- _WORK INSTRUCTION_:
Write out, exactly and only, the lines that run from the top of the records to the line with "negative clicks: (176, 108) (240, 156)". Include both ends; exclude pictures.

STUDY MATERIAL: Begin

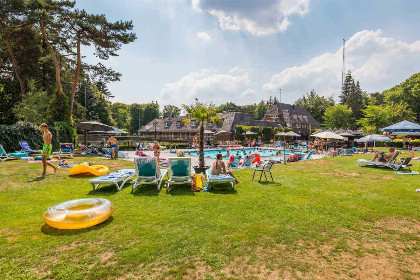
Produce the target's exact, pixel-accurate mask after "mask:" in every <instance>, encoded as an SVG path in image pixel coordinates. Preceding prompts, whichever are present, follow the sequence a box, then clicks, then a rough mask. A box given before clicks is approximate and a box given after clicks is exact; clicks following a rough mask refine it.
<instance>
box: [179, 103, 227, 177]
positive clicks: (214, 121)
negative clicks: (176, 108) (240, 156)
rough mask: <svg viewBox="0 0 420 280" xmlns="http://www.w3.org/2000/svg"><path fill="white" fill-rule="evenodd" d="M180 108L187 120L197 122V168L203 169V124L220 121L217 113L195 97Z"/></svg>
mask: <svg viewBox="0 0 420 280" xmlns="http://www.w3.org/2000/svg"><path fill="white" fill-rule="evenodd" d="M182 108H183V109H184V110H185V111H186V112H187V119H185V120H186V121H187V122H190V121H191V120H192V119H194V120H195V121H197V122H199V123H200V124H199V125H200V126H199V147H198V149H199V151H198V168H199V169H201V170H202V171H204V170H203V169H204V168H205V167H204V125H205V124H209V123H213V124H217V123H219V122H220V121H221V118H220V116H219V115H217V112H216V107H215V106H214V105H213V104H212V103H210V104H205V103H201V102H199V101H198V99H195V103H193V104H192V105H182Z"/></svg>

STUDY MATERIAL: End

- _WRITTEN ANSWER_:
Produce the target's exact, pixel-accurate mask after "mask:" in every <instance>, encoded as an SVG path in image pixel coordinates. Preceding prompts, whichever are present, follow the sequence a box, then clicks, then a rough mask. A box given before clicks is approximate and a box given after clicks is exact; clicks following a rough mask refine it.
<instance>
box: [179, 103, 227, 177]
positive clicks: (214, 121)
negative clicks: (176, 108) (240, 156)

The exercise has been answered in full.